**Material supplied:**
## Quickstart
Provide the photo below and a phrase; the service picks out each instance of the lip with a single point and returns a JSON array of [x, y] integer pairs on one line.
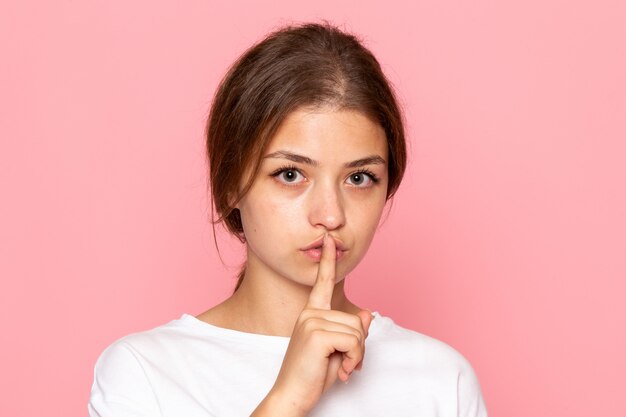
[[313, 250]]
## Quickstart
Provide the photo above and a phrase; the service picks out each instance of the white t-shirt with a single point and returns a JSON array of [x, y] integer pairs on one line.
[[189, 368]]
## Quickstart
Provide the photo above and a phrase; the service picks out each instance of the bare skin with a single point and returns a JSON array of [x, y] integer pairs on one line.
[[326, 344], [308, 219]]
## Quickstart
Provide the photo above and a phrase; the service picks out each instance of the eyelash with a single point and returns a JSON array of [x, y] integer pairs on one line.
[[367, 172]]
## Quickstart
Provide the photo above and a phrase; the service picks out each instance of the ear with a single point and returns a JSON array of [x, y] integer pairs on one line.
[[232, 200]]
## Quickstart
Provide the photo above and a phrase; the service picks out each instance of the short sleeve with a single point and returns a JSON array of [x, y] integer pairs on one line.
[[470, 400], [121, 387]]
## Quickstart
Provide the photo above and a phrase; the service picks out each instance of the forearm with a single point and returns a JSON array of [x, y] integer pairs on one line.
[[276, 405]]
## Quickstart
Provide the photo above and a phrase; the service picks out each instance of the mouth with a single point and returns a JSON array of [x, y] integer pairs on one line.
[[313, 250]]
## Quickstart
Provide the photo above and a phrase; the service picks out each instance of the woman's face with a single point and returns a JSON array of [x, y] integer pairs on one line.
[[324, 171]]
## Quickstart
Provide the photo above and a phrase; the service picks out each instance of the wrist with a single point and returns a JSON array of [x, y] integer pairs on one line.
[[277, 404]]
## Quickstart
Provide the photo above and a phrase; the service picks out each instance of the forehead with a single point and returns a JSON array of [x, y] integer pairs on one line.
[[329, 135]]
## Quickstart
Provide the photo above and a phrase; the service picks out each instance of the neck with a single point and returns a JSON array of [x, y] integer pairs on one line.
[[269, 304]]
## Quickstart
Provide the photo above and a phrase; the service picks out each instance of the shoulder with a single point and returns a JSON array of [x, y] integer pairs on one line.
[[399, 340], [429, 362], [122, 381]]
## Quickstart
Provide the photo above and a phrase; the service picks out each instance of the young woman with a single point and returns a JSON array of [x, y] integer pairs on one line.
[[306, 145]]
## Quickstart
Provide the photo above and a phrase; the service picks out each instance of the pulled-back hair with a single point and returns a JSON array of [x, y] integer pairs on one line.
[[311, 65]]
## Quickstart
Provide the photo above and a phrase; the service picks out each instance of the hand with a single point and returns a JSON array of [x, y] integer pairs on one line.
[[325, 344]]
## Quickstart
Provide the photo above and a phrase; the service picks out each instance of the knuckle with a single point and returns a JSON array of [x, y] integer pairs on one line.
[[309, 324]]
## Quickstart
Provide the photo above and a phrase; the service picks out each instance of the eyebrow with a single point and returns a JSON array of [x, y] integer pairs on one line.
[[369, 160]]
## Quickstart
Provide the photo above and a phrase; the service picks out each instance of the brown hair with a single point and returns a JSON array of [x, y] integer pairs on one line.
[[312, 65]]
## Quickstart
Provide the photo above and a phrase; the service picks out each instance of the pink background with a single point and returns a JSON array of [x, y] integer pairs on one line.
[[507, 239]]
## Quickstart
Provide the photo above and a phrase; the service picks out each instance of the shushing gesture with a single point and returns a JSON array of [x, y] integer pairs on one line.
[[325, 345]]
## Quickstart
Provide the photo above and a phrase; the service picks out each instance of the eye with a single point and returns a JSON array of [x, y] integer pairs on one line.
[[362, 179], [288, 175]]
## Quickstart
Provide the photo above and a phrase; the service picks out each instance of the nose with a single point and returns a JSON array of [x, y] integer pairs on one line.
[[326, 208]]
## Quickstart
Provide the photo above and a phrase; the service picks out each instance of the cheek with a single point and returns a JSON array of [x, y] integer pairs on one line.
[[271, 219]]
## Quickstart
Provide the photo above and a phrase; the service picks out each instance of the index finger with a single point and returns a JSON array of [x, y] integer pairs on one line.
[[322, 292]]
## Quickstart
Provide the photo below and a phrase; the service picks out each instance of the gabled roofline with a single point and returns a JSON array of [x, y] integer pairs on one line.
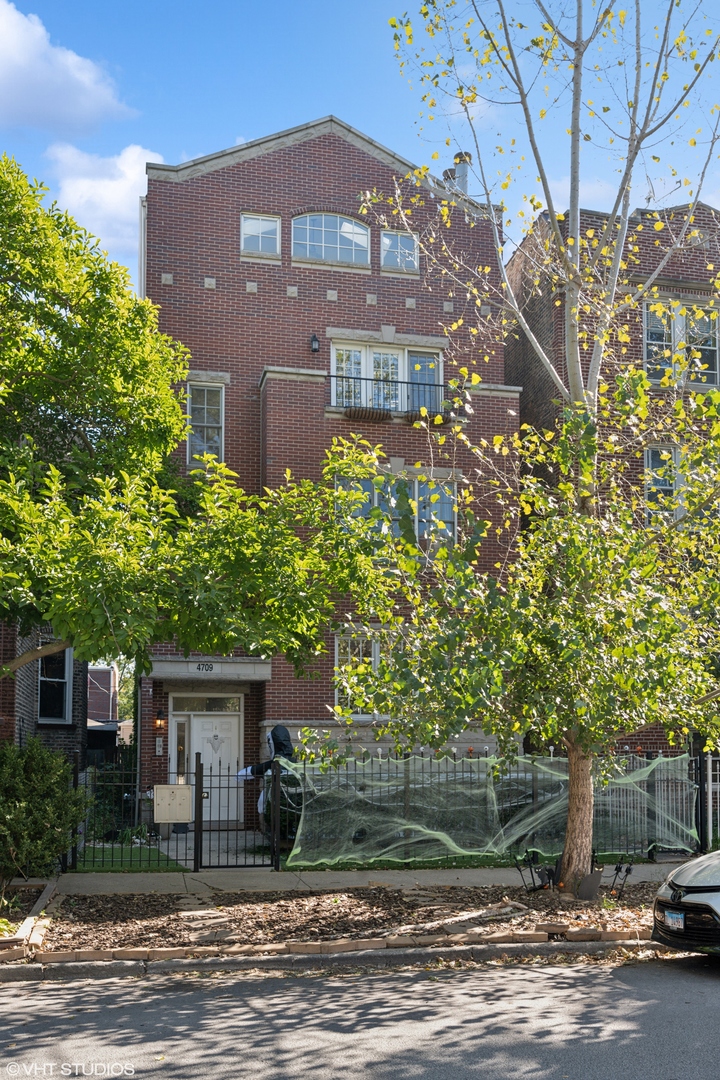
[[291, 136]]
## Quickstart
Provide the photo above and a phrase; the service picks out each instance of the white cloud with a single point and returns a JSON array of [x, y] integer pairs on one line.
[[103, 193], [45, 85]]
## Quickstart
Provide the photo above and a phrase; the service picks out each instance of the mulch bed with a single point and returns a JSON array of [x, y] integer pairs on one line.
[[160, 921], [17, 904]]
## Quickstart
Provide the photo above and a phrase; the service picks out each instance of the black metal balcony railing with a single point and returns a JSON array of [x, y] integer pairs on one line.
[[383, 397]]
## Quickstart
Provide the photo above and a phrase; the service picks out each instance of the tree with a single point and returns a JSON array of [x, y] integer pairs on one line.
[[85, 377], [93, 540], [596, 624], [117, 570], [596, 628]]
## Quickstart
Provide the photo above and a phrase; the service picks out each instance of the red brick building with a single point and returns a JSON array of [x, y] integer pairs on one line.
[[684, 284], [45, 698], [306, 320]]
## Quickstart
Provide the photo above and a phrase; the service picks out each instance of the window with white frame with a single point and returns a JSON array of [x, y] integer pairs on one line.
[[330, 238], [205, 409], [430, 503], [680, 332], [398, 251], [661, 483], [386, 377], [353, 650], [259, 234], [55, 688]]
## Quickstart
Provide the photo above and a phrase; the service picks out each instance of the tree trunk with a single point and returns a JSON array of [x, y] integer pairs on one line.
[[578, 852]]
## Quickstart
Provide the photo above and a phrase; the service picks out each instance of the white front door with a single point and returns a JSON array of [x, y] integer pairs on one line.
[[218, 739]]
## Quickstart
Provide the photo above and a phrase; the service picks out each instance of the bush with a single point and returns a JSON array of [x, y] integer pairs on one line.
[[38, 810]]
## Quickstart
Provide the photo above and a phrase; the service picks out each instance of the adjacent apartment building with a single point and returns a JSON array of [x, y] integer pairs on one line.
[[46, 698], [306, 320], [684, 284]]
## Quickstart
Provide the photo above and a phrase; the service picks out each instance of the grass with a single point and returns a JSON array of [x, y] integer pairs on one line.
[[126, 860]]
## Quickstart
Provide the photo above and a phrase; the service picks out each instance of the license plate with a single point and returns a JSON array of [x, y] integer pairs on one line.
[[675, 920]]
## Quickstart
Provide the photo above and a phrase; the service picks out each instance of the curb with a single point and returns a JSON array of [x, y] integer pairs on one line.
[[371, 958]]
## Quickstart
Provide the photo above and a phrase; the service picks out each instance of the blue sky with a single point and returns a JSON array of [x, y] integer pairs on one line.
[[90, 91], [176, 80]]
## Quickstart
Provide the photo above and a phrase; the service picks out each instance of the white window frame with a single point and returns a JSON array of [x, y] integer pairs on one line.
[[69, 671], [260, 255], [671, 488], [375, 660], [399, 270], [322, 260], [204, 386], [369, 392], [377, 499], [678, 327]]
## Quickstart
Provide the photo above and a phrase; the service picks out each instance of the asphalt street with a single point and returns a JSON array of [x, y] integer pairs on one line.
[[657, 1020]]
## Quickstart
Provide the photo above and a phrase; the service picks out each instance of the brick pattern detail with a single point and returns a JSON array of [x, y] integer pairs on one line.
[[281, 422]]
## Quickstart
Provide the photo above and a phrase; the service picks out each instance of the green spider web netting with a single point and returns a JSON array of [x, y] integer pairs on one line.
[[420, 809]]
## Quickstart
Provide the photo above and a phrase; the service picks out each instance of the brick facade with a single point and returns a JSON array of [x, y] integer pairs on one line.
[[248, 323], [687, 277], [18, 699]]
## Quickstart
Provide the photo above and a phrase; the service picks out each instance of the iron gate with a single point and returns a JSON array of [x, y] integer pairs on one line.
[[232, 826]]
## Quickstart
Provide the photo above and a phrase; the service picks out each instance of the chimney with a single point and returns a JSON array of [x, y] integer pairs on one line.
[[462, 161]]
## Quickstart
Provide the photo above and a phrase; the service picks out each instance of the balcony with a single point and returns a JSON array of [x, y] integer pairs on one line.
[[380, 399]]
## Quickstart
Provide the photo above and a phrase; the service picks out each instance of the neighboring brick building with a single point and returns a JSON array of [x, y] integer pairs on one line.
[[45, 698], [685, 279], [304, 321]]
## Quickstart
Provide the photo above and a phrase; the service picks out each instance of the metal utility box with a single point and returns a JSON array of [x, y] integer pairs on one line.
[[173, 802]]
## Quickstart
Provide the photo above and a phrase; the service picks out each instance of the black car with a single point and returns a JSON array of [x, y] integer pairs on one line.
[[687, 913]]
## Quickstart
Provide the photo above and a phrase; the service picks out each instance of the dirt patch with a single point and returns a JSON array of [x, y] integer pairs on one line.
[[261, 918], [17, 904]]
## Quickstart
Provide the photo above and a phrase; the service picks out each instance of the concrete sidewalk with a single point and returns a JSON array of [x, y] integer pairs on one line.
[[266, 880]]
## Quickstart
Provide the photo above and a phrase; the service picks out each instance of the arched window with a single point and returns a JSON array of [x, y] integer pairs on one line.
[[330, 238]]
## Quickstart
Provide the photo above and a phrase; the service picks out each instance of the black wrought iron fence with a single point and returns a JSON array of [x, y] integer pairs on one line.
[[438, 809], [404, 809], [121, 831]]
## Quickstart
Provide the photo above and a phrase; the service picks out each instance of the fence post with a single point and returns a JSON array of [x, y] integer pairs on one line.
[[708, 771], [651, 791], [702, 800], [274, 814], [198, 852], [76, 781]]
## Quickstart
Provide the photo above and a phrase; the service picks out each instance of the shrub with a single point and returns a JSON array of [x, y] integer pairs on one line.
[[38, 810]]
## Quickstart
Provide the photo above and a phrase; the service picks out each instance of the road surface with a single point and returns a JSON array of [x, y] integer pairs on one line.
[[654, 1021]]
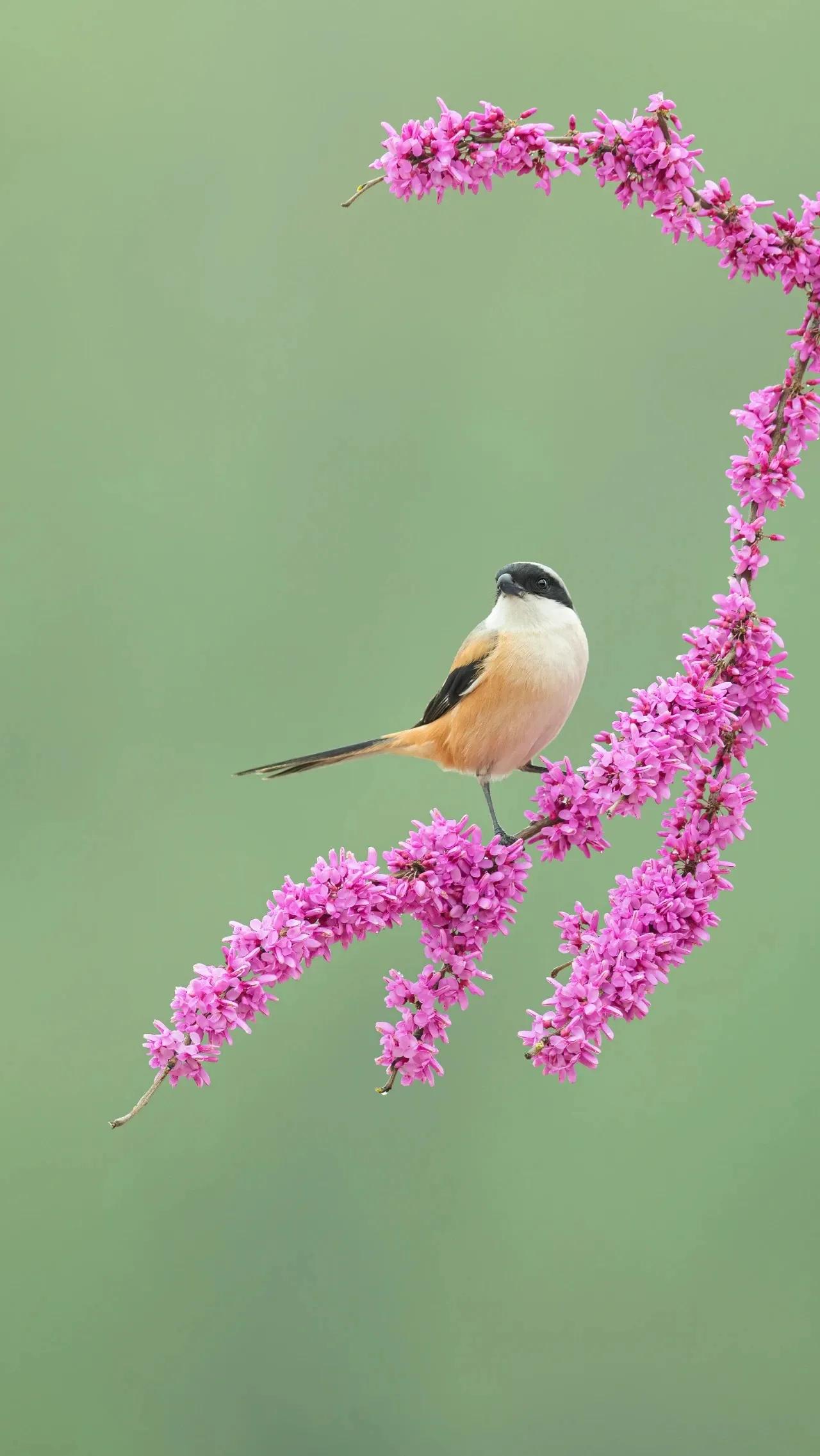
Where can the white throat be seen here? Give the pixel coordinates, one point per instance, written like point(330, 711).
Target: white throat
point(528, 615)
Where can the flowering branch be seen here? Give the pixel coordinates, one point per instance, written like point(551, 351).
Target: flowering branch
point(700, 723)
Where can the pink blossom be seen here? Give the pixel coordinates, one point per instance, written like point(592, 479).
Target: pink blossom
point(700, 723)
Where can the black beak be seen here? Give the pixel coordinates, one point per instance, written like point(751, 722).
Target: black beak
point(507, 585)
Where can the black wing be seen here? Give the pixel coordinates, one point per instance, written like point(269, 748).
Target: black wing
point(455, 686)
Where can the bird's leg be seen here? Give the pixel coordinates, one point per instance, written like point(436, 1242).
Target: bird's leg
point(503, 835)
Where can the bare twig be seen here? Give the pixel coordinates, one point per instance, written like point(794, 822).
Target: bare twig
point(146, 1097)
point(361, 190)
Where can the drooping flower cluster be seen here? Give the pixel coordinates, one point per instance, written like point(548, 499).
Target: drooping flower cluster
point(462, 893)
point(644, 158)
point(459, 890)
point(730, 686)
point(657, 915)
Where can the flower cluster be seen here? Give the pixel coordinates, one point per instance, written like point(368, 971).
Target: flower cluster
point(701, 721)
point(657, 916)
point(646, 159)
point(462, 893)
point(344, 899)
point(465, 153)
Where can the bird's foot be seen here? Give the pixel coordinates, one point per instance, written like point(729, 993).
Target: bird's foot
point(507, 839)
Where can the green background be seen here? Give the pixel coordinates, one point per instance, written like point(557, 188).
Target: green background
point(263, 461)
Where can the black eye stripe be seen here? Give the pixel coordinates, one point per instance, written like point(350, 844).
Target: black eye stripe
point(538, 582)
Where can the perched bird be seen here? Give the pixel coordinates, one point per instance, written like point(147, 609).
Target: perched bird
point(510, 691)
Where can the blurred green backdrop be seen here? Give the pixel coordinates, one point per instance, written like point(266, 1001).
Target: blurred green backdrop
point(263, 459)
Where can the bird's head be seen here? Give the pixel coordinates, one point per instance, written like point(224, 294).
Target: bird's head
point(532, 580)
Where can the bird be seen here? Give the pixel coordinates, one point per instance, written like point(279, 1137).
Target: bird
point(510, 689)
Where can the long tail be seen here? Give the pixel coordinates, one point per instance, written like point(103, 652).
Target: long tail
point(318, 760)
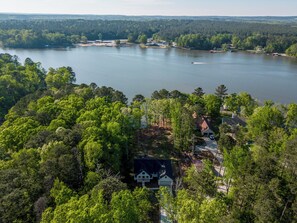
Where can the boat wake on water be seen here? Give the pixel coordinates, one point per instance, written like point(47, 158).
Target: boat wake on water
point(198, 63)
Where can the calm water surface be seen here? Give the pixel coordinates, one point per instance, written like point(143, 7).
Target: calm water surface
point(141, 71)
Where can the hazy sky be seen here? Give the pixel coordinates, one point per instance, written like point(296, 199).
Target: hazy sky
point(153, 7)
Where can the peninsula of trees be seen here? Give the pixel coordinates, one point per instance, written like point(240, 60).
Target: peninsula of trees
point(67, 150)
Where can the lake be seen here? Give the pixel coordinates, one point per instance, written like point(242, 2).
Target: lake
point(133, 70)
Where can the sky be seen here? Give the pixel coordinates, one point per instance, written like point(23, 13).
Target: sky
point(154, 7)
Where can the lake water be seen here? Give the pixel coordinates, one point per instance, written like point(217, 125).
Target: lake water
point(141, 71)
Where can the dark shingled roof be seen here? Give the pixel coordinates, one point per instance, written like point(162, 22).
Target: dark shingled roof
point(153, 166)
point(234, 121)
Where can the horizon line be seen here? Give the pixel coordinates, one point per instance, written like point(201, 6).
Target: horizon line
point(133, 15)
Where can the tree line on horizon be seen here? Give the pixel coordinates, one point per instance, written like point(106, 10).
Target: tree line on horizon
point(66, 153)
point(195, 34)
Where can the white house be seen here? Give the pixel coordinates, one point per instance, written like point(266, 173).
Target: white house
point(151, 171)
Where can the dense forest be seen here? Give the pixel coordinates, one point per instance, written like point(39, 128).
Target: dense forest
point(188, 33)
point(67, 150)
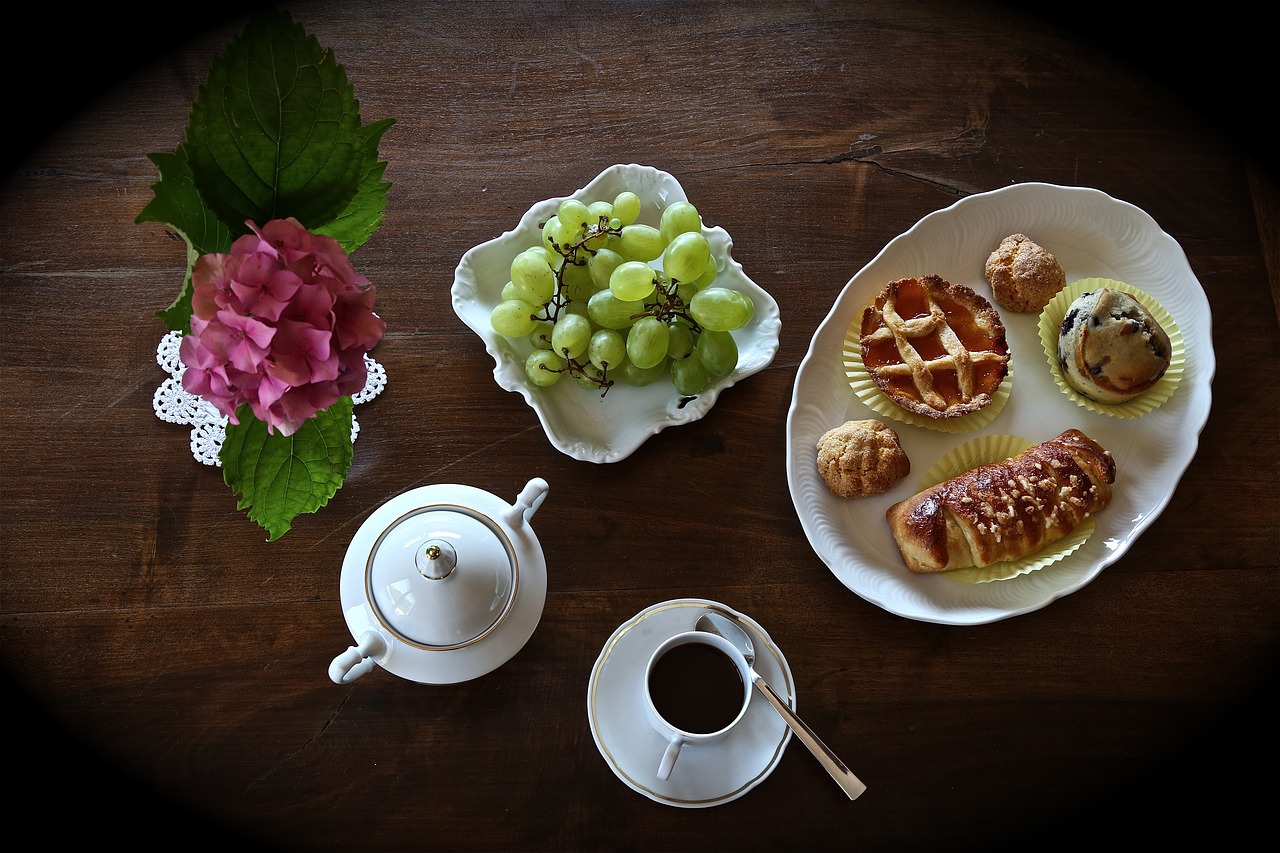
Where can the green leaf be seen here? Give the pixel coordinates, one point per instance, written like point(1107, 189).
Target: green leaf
point(362, 217)
point(178, 205)
point(275, 132)
point(279, 477)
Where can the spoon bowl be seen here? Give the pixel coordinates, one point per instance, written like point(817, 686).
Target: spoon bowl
point(725, 626)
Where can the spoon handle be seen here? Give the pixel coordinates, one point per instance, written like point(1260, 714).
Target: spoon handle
point(826, 757)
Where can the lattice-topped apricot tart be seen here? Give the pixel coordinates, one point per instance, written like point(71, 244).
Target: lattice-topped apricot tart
point(933, 347)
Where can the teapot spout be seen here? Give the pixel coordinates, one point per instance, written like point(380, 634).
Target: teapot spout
point(526, 502)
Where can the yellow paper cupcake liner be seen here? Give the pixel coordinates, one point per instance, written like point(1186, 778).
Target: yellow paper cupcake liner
point(986, 450)
point(865, 389)
point(1051, 323)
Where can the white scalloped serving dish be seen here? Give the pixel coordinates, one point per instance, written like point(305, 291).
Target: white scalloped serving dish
point(577, 420)
point(1093, 236)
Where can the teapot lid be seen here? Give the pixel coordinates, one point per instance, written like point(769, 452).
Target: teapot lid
point(442, 576)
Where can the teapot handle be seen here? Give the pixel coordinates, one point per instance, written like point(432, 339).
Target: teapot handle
point(526, 502)
point(357, 660)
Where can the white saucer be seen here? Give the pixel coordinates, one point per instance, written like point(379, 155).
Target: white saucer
point(704, 775)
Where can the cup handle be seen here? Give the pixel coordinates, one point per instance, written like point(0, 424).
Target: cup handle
point(668, 757)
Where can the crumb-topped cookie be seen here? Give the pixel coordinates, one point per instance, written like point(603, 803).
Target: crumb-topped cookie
point(862, 457)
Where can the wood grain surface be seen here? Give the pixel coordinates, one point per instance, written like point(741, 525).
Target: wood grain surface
point(167, 666)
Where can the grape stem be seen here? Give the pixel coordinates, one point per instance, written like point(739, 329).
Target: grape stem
point(668, 306)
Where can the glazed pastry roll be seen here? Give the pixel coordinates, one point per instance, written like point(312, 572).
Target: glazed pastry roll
point(1005, 510)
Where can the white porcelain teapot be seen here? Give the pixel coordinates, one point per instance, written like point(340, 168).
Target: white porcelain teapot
point(442, 584)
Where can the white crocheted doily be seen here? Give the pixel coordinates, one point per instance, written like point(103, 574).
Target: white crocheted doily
point(177, 405)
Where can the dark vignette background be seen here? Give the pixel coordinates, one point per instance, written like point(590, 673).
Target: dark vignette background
point(1215, 58)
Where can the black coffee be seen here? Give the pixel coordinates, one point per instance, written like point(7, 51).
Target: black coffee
point(696, 688)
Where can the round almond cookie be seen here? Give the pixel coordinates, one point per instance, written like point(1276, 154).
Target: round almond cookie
point(1023, 274)
point(862, 457)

**Problem to work on:**
Taking the lines above, repeat exactly those from the line that contains "Where can the lake be" through the line that contains "Where can the dark shingled", and both of those lines as well. Include nothing else.

**Answer to the exercise:**
Where can the lake be seen here? Give the pixel coordinates, one point per instance, written like point(242, 2).
Target: lake
point(133, 70)
Where can the sky be seen here? Give the pixel coordinates, one point per instance, written like point(23, 13).
Target: sky
point(154, 7)
Where can the lake water be seen here? Give the pixel coordinates, one point per instance, written like point(217, 125).
Target: lake water
point(141, 71)
Where can the dark shingled roof be seen here? Give the pixel coordinates, one point per instance, written like point(162, 22).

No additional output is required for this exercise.